Your goal » Rewrite the Vitus 979 thread from "## fat tire" up to and including "Kelly tribute bike.", substituting "Campagnolo" for "Mavic".

Quoted text »
•••••

# Latest Refurb. Vitus 979



## Talewinds (Apr 22, 2014)

Here's a great vintage road bike I got from a customer recently. The bike just needed new decals, lots of TLC, and a better quality and matching seat, bars, stem. New cables and tape and she's good to go.
The Vitus 979 was the lightest road frame of its era and it won multiple sprinters jerseys at the our de France and won the Vuelta a Espana overall in 1988


----------



## Richardnew (Apr 27, 2014)

Beautiful. That bike is an inspiration.I just purchased a Vitus 979 frame. It's going to be a few months before I start my build so I'm thinking about components.





Here's my bike restoration blog. You can see I've gt too many projects going at one time. The Bianchi is my daily ride. The Raleigh should be done this week. Maybe.

Richard Newton


----------



## fat tire trader (Apr 29, 2014)

I have one too which I used to race a long time ago. It's black and has a mix of campy and shimano. I've been thinking about rebuilding it with all Mavic as a Sean Kelly tribute bike.

•••••

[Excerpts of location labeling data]

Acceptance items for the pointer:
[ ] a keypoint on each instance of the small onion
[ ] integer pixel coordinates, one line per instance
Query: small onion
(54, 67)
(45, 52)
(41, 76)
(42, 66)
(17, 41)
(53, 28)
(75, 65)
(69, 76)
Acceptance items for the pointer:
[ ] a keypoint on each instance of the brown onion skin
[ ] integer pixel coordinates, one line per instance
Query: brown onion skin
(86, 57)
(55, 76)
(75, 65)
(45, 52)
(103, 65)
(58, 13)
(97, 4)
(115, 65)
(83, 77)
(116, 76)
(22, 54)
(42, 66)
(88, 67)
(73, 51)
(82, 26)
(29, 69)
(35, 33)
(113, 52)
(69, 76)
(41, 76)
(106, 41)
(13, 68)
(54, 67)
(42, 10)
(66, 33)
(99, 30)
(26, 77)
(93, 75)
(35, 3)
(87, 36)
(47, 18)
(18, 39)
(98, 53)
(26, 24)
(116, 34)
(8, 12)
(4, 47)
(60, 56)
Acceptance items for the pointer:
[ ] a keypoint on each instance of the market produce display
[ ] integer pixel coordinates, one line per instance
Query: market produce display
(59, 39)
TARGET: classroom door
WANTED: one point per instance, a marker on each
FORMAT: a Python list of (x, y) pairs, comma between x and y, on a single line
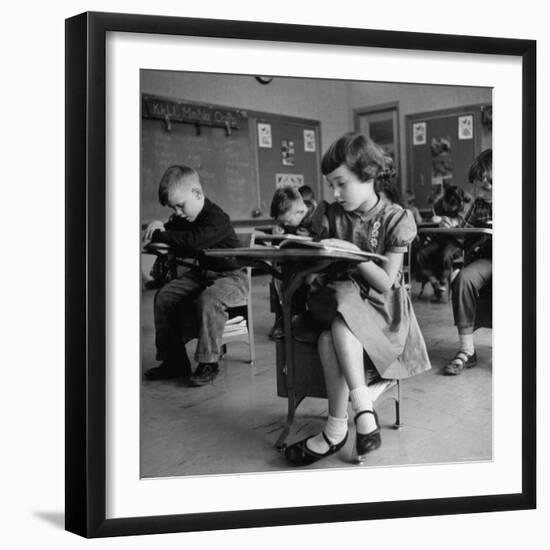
[(442, 149), (288, 154)]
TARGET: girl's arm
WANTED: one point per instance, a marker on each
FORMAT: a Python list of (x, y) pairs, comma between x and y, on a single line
[(382, 277)]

•••••

Correct response »
## fat tire trader (Apr 29, 2014)

I have one too which I used to race a long time ago. It's black and has a mix of campy and shimano. I've been thinking about rebuilding it with all Campagnolo as a Sean Kelly tribute bike.